• _EXERCISE DETAILS_
Please restate, word for word, the lines below that begin at the one with "column 323, row 353" and end at the one with "column 286, row 287". Leave out all other lines.
[EXCERPTED RECORDS]
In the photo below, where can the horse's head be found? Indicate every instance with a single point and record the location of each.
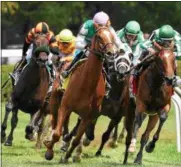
(103, 43)
(41, 49)
(122, 63)
(166, 63)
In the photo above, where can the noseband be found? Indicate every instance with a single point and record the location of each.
(101, 53)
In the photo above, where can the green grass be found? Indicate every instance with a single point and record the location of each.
(24, 154)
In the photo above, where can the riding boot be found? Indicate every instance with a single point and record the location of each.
(16, 73)
(108, 88)
(68, 69)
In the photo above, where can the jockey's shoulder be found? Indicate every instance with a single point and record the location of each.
(146, 44)
(120, 32)
(88, 23)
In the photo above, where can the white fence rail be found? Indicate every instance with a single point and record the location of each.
(176, 99)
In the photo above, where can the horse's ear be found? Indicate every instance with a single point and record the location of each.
(96, 26)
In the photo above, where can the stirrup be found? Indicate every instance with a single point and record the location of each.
(65, 74)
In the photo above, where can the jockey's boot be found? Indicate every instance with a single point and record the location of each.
(17, 72)
(108, 88)
(68, 70)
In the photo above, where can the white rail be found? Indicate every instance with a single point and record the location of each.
(176, 99)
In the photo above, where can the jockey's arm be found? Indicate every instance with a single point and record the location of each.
(117, 40)
(28, 41)
(177, 40)
(81, 42)
(53, 46)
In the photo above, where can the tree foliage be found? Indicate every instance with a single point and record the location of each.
(69, 14)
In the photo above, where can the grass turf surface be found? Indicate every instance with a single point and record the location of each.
(24, 154)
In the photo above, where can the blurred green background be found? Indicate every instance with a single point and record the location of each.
(19, 17)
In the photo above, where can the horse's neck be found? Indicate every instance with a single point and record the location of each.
(154, 77)
(117, 88)
(33, 74)
(91, 73)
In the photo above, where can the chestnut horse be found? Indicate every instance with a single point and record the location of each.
(30, 90)
(85, 91)
(154, 91)
(118, 104)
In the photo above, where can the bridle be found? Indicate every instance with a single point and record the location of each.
(101, 52)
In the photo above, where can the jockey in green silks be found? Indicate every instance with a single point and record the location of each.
(167, 37)
(132, 35)
(86, 33)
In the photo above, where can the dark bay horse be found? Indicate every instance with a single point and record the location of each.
(84, 92)
(155, 88)
(30, 90)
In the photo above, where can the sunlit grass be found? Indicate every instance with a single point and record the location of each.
(24, 154)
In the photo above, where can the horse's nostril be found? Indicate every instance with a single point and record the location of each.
(109, 53)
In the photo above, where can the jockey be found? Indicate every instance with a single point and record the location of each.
(86, 34)
(132, 35)
(43, 29)
(66, 44)
(167, 37)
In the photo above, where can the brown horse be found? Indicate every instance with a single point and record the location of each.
(30, 91)
(155, 88)
(85, 90)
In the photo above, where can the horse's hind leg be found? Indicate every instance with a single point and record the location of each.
(163, 117)
(106, 134)
(137, 124)
(8, 109)
(144, 139)
(14, 121)
(89, 134)
(76, 141)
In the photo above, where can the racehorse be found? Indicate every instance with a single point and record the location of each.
(30, 91)
(86, 97)
(115, 107)
(156, 79)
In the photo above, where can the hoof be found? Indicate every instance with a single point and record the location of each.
(47, 143)
(3, 138)
(131, 149)
(76, 159)
(98, 153)
(49, 155)
(8, 143)
(150, 147)
(63, 160)
(65, 146)
(38, 145)
(30, 137)
(86, 142)
(113, 144)
(138, 161)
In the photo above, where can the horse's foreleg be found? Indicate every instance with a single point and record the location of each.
(121, 136)
(14, 121)
(55, 136)
(76, 141)
(106, 134)
(89, 134)
(163, 117)
(113, 142)
(151, 124)
(68, 137)
(8, 109)
(129, 121)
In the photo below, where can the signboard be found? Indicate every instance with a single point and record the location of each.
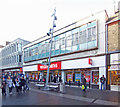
(53, 66)
(78, 77)
(69, 77)
(115, 58)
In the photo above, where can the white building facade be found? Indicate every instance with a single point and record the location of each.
(78, 50)
(11, 57)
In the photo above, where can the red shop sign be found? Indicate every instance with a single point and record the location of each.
(53, 66)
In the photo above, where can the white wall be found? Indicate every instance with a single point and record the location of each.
(30, 68)
(83, 63)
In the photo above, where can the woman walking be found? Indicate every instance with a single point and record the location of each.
(84, 83)
(17, 82)
(10, 84)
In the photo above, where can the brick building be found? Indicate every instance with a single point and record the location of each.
(113, 50)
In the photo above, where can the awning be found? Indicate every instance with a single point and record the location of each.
(114, 68)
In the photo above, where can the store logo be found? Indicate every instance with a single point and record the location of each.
(90, 61)
(53, 66)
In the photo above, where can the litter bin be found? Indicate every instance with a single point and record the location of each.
(62, 87)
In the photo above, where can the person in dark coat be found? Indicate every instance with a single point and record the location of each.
(84, 83)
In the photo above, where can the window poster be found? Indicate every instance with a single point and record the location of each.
(78, 77)
(87, 76)
(69, 77)
(95, 77)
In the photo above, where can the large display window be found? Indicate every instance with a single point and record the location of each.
(69, 76)
(115, 77)
(95, 77)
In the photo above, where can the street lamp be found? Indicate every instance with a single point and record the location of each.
(50, 48)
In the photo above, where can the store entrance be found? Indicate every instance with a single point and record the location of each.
(114, 80)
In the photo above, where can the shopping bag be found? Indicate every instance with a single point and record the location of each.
(83, 87)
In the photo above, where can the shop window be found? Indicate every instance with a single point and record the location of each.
(77, 77)
(115, 77)
(95, 77)
(69, 77)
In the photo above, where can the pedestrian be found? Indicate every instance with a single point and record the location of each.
(69, 82)
(3, 86)
(84, 83)
(23, 82)
(54, 79)
(78, 83)
(17, 82)
(10, 84)
(102, 80)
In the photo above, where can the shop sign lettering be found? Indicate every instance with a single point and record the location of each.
(53, 66)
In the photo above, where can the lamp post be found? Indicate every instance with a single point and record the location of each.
(50, 48)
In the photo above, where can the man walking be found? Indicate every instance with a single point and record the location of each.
(102, 80)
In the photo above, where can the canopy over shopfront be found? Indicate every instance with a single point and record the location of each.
(114, 68)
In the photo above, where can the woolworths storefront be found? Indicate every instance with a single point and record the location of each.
(114, 72)
(74, 70)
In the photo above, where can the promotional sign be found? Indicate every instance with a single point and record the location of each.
(69, 77)
(87, 76)
(53, 66)
(78, 77)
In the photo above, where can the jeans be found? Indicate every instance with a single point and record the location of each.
(103, 85)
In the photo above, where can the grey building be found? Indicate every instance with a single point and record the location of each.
(78, 50)
(11, 56)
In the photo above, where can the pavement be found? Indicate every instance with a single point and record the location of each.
(71, 96)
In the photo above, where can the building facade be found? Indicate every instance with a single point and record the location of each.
(78, 50)
(113, 27)
(11, 57)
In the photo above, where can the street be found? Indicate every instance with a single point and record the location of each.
(72, 97)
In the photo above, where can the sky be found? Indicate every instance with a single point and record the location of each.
(31, 19)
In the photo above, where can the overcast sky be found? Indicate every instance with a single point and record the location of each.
(31, 19)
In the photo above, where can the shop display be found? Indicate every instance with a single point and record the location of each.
(78, 77)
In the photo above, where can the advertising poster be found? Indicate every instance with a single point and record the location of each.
(78, 77)
(95, 77)
(87, 76)
(69, 77)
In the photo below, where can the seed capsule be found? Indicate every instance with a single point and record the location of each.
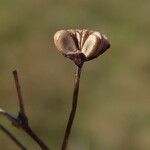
(81, 45)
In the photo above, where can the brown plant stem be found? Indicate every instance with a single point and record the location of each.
(12, 137)
(22, 119)
(73, 109)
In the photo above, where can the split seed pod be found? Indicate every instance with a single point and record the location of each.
(81, 45)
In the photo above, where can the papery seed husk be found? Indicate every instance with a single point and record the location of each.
(65, 41)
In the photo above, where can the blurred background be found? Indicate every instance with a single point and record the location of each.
(114, 102)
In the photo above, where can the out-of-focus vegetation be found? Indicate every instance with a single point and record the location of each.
(114, 100)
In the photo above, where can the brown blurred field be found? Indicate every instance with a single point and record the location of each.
(114, 100)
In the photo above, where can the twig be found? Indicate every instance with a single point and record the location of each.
(73, 109)
(12, 137)
(22, 119)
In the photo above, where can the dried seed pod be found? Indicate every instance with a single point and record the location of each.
(81, 45)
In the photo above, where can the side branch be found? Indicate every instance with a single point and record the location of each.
(21, 120)
(12, 137)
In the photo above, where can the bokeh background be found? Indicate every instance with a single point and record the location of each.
(114, 102)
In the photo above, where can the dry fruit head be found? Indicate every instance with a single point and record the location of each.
(81, 45)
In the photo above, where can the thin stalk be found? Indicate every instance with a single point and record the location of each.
(30, 132)
(74, 107)
(12, 137)
(22, 117)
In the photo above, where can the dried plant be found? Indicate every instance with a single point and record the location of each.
(78, 45)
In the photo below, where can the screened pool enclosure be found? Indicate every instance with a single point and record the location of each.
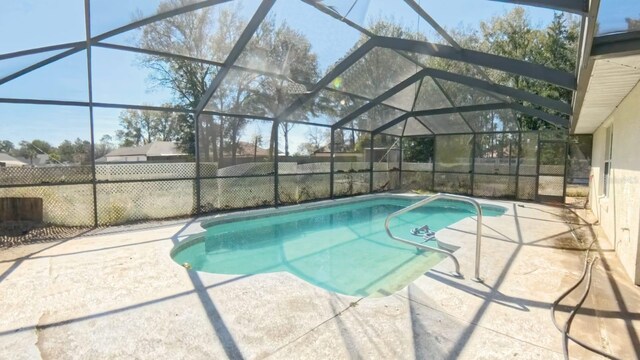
(120, 111)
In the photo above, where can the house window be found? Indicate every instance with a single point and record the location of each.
(607, 160)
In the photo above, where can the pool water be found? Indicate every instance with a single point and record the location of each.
(341, 248)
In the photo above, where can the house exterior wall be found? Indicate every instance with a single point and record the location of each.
(619, 212)
(132, 158)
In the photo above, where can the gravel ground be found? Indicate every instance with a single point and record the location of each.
(20, 234)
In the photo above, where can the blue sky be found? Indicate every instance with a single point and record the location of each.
(117, 76)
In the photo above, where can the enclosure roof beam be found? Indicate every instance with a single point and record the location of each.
(551, 104)
(235, 52)
(450, 101)
(542, 115)
(441, 111)
(82, 45)
(616, 45)
(157, 17)
(514, 66)
(573, 6)
(382, 97)
(585, 61)
(328, 78)
(552, 119)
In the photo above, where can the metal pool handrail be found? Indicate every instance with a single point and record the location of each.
(418, 245)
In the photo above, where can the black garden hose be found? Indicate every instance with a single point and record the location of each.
(586, 272)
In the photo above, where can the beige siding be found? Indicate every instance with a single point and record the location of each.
(619, 213)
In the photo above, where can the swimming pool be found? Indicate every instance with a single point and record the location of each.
(340, 246)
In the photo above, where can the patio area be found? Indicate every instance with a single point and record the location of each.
(116, 293)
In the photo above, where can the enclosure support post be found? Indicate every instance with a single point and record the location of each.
(537, 166)
(518, 162)
(473, 161)
(371, 163)
(331, 162)
(566, 167)
(433, 163)
(276, 198)
(87, 24)
(400, 164)
(196, 145)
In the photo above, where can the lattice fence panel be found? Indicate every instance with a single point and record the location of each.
(528, 154)
(453, 183)
(345, 184)
(386, 181)
(551, 185)
(494, 186)
(45, 175)
(236, 193)
(526, 188)
(129, 202)
(145, 171)
(247, 169)
(417, 180)
(65, 205)
(286, 168)
(411, 166)
(294, 189)
(552, 170)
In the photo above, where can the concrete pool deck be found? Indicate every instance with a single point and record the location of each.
(116, 293)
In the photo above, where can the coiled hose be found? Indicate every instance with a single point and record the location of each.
(586, 272)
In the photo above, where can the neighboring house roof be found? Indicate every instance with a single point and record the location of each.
(247, 149)
(38, 160)
(158, 148)
(9, 160)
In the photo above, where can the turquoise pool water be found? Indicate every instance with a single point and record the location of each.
(341, 248)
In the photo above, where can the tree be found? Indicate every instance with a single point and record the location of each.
(419, 149)
(104, 147)
(6, 146)
(140, 127)
(27, 151)
(41, 146)
(633, 24)
(512, 35)
(316, 138)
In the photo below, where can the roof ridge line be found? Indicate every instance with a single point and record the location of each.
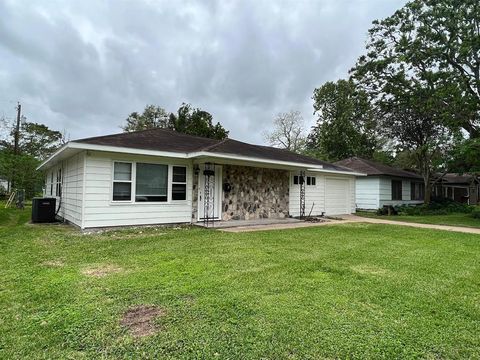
(210, 147)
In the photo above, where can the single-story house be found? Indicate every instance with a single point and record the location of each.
(160, 176)
(463, 188)
(384, 185)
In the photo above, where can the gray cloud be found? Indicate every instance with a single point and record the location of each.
(84, 66)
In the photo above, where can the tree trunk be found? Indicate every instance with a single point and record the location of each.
(428, 191)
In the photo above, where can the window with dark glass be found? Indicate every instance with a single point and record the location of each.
(179, 183)
(417, 191)
(151, 182)
(122, 181)
(396, 190)
(58, 184)
(311, 180)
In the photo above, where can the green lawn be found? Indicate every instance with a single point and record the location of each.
(343, 291)
(454, 219)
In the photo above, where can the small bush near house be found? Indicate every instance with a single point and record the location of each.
(476, 213)
(437, 207)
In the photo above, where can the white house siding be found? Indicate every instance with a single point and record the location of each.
(69, 204)
(386, 193)
(332, 194)
(72, 189)
(101, 211)
(367, 193)
(314, 196)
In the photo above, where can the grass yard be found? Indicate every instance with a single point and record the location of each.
(454, 219)
(344, 291)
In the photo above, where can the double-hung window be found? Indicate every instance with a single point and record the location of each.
(417, 191)
(58, 184)
(179, 183)
(146, 182)
(122, 181)
(151, 183)
(396, 190)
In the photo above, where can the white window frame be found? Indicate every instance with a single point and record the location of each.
(170, 186)
(132, 176)
(133, 182)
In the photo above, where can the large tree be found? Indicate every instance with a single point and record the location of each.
(421, 72)
(152, 117)
(187, 120)
(433, 45)
(346, 124)
(288, 131)
(36, 142)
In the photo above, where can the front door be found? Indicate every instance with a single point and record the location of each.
(209, 202)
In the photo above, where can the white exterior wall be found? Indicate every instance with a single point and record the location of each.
(69, 205)
(318, 199)
(314, 196)
(385, 192)
(101, 211)
(367, 193)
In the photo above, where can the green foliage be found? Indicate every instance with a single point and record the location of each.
(288, 132)
(465, 156)
(152, 117)
(346, 123)
(423, 79)
(476, 212)
(438, 207)
(36, 140)
(187, 120)
(22, 170)
(196, 122)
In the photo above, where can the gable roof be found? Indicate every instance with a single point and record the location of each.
(372, 168)
(172, 141)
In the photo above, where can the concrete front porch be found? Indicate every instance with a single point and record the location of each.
(263, 224)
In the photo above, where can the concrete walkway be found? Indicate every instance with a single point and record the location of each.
(345, 219)
(354, 218)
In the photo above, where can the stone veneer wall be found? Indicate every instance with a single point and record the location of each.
(256, 193)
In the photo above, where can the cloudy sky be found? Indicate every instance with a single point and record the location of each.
(83, 66)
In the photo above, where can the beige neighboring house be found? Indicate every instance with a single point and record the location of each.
(161, 177)
(464, 188)
(384, 185)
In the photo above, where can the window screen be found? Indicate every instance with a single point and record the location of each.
(151, 182)
(396, 190)
(179, 183)
(122, 181)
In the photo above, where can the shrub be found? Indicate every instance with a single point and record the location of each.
(476, 213)
(437, 207)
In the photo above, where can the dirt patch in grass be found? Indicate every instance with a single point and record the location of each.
(139, 320)
(54, 263)
(370, 270)
(102, 270)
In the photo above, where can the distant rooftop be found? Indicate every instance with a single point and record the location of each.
(372, 168)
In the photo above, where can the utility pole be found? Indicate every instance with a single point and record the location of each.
(16, 141)
(17, 128)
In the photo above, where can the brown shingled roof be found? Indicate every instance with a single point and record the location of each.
(172, 141)
(372, 168)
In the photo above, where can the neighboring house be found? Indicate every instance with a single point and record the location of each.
(463, 188)
(384, 185)
(160, 176)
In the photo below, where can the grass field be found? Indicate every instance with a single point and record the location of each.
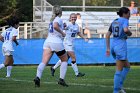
(98, 79)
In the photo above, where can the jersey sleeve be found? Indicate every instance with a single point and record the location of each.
(78, 30)
(110, 28)
(125, 25)
(3, 33)
(15, 32)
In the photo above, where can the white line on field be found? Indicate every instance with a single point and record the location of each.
(75, 84)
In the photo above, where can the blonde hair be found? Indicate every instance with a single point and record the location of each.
(57, 10)
(71, 15)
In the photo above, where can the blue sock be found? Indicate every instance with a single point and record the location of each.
(117, 79)
(123, 75)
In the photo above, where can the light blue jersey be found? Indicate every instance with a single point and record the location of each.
(119, 45)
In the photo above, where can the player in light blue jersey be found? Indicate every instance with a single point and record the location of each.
(119, 29)
(54, 44)
(8, 37)
(71, 30)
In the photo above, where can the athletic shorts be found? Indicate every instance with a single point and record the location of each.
(6, 52)
(119, 52)
(68, 47)
(53, 46)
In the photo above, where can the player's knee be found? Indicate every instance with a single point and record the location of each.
(60, 53)
(73, 62)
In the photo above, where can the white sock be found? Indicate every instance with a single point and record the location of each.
(57, 64)
(63, 69)
(9, 68)
(40, 69)
(75, 68)
(2, 66)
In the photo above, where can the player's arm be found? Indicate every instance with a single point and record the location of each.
(79, 34)
(1, 38)
(15, 40)
(56, 27)
(126, 30)
(108, 41)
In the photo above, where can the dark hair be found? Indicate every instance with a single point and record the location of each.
(123, 10)
(57, 10)
(12, 21)
(78, 14)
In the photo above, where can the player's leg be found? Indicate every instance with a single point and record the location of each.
(124, 73)
(9, 67)
(117, 75)
(6, 62)
(87, 31)
(47, 54)
(74, 65)
(53, 68)
(63, 68)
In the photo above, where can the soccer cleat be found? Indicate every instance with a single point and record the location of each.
(62, 82)
(7, 76)
(52, 71)
(37, 82)
(80, 74)
(122, 91)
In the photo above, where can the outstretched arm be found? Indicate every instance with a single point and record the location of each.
(15, 40)
(108, 43)
(1, 38)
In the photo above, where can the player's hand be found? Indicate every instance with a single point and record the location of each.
(17, 44)
(107, 52)
(86, 39)
(63, 34)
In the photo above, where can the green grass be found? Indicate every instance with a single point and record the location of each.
(98, 79)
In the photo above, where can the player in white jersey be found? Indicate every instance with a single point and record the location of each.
(52, 44)
(8, 37)
(71, 30)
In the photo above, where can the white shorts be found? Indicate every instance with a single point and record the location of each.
(69, 47)
(6, 52)
(53, 46)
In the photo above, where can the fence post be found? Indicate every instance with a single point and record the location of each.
(3, 28)
(31, 24)
(18, 33)
(25, 31)
(83, 6)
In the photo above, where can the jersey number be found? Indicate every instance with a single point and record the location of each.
(73, 35)
(116, 31)
(7, 35)
(51, 27)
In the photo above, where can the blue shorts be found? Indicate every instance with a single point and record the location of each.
(119, 52)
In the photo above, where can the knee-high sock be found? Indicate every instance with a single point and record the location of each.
(75, 68)
(57, 64)
(9, 68)
(63, 69)
(40, 69)
(117, 79)
(2, 66)
(123, 75)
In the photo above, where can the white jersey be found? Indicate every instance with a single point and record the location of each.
(7, 35)
(71, 33)
(54, 36)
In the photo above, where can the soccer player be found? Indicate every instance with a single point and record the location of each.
(8, 37)
(119, 29)
(52, 44)
(71, 30)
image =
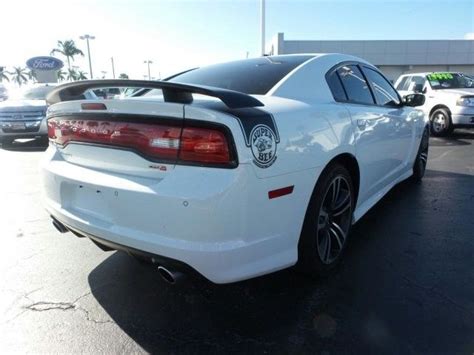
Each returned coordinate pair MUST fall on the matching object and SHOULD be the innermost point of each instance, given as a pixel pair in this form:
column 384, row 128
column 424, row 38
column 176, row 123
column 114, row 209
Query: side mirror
column 414, row 100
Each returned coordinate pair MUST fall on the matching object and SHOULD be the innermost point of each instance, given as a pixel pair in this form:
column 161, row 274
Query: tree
column 68, row 49
column 61, row 75
column 71, row 75
column 3, row 74
column 19, row 75
column 81, row 75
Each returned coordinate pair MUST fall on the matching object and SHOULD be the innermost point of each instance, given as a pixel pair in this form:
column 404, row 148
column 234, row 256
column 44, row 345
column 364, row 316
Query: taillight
column 204, row 145
column 162, row 142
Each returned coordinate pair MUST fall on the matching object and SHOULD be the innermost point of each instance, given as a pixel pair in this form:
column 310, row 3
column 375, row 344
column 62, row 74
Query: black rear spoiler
column 172, row 92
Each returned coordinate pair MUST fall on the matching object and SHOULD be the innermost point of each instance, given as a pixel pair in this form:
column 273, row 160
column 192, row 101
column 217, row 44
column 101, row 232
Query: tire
column 327, row 224
column 419, row 166
column 440, row 123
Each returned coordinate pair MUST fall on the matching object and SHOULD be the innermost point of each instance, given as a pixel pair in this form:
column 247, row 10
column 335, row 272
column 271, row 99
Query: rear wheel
column 441, row 124
column 327, row 222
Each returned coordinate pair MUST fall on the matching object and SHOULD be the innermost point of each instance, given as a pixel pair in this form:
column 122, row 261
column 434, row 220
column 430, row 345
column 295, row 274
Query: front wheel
column 327, row 222
column 441, row 124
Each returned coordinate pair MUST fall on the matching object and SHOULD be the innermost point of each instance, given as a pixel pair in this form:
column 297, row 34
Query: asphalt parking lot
column 406, row 285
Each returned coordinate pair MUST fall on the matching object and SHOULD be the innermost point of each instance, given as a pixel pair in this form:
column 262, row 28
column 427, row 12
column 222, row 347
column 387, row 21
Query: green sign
column 440, row 76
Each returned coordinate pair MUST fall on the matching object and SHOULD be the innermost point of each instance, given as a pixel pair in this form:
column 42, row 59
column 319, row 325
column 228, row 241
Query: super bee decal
column 261, row 134
column 263, row 145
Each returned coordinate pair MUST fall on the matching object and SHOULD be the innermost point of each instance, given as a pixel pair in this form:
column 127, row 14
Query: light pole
column 113, row 66
column 87, row 38
column 262, row 26
column 148, row 62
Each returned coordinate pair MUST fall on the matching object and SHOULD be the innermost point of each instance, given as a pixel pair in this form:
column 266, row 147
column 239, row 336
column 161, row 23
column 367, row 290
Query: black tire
column 440, row 123
column 419, row 166
column 315, row 256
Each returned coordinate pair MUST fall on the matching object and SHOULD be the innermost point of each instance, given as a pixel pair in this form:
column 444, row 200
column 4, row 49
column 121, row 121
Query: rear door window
column 355, row 85
column 402, row 83
column 336, row 87
column 385, row 94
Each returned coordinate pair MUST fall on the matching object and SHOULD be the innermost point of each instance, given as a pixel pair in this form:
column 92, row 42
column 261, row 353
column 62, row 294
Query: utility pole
column 262, row 26
column 113, row 67
column 87, row 38
column 148, row 62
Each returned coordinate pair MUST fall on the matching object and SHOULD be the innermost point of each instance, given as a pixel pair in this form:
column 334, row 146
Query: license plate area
column 17, row 126
column 87, row 200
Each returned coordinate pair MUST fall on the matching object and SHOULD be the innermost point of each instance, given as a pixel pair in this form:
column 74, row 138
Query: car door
column 401, row 126
column 376, row 131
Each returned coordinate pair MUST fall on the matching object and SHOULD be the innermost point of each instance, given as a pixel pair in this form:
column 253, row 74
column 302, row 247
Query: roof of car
column 426, row 73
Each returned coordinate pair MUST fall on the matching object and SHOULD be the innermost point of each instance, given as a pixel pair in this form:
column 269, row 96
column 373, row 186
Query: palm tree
column 19, row 75
column 71, row 75
column 68, row 49
column 3, row 74
column 81, row 75
column 61, row 75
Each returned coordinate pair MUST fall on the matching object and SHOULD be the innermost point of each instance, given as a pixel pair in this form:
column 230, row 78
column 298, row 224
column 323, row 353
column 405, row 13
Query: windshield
column 450, row 81
column 36, row 93
column 253, row 76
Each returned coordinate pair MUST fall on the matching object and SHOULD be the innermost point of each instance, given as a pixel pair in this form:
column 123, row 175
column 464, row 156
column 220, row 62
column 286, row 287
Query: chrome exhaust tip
column 171, row 277
column 59, row 226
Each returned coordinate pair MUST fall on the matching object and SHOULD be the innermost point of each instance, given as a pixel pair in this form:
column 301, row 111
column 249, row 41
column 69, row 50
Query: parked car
column 23, row 115
column 449, row 98
column 237, row 169
column 3, row 92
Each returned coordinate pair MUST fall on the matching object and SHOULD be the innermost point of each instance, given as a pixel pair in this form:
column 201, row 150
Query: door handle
column 361, row 123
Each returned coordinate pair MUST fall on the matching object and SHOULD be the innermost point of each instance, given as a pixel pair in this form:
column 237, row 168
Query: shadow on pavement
column 30, row 145
column 401, row 288
column 458, row 137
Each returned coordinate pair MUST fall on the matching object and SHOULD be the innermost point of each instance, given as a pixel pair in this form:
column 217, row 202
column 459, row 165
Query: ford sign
column 44, row 63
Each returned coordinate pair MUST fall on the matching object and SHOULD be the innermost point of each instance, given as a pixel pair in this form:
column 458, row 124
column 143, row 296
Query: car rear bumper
column 219, row 222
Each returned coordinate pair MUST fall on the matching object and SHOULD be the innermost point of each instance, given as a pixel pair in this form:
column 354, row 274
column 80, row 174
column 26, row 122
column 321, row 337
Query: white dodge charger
column 233, row 170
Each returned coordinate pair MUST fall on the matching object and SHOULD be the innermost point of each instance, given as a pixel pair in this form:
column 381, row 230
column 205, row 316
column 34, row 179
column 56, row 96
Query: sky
column 181, row 34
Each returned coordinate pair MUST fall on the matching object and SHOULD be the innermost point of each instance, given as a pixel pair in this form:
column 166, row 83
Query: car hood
column 22, row 105
column 468, row 91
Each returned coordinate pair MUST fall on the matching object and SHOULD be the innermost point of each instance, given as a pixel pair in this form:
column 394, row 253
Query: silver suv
column 449, row 98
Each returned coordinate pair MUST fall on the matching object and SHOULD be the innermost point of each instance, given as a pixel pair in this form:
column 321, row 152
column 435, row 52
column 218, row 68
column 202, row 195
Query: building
column 392, row 57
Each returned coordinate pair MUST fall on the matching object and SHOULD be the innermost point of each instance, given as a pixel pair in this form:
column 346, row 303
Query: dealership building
column 392, row 57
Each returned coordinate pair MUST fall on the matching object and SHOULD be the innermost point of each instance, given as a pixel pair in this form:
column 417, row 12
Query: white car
column 239, row 170
column 449, row 98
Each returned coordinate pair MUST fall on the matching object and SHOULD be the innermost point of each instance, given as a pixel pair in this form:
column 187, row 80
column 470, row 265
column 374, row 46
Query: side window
column 356, row 87
column 336, row 87
column 385, row 94
column 417, row 84
column 402, row 83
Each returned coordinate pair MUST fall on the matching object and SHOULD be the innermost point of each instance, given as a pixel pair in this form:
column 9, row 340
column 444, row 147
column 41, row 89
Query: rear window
column 252, row 76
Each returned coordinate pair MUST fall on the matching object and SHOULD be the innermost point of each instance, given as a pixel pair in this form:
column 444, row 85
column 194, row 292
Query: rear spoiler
column 172, row 92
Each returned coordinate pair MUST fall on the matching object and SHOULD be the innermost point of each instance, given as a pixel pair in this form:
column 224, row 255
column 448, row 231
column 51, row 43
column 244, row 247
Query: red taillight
column 204, row 145
column 196, row 145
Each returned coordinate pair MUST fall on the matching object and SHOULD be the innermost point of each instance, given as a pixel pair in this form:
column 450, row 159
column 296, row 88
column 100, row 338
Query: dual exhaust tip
column 169, row 276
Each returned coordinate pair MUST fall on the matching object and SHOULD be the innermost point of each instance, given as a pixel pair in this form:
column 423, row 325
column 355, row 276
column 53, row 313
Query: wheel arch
column 438, row 106
column 349, row 161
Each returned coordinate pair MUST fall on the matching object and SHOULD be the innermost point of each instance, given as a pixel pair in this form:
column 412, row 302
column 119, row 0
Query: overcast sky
[/EXCERPTED RECORDS]
• _EXERCISE RESULT_
column 323, row 353
column 405, row 13
Query: windshield
column 450, row 81
column 36, row 93
column 253, row 76
Each returned coordinate pair MUST fall on the matching object and SHOULD be the innermost point of each instance, given as a pixel pair in this form:
column 123, row 175
column 464, row 156
column 220, row 62
column 286, row 287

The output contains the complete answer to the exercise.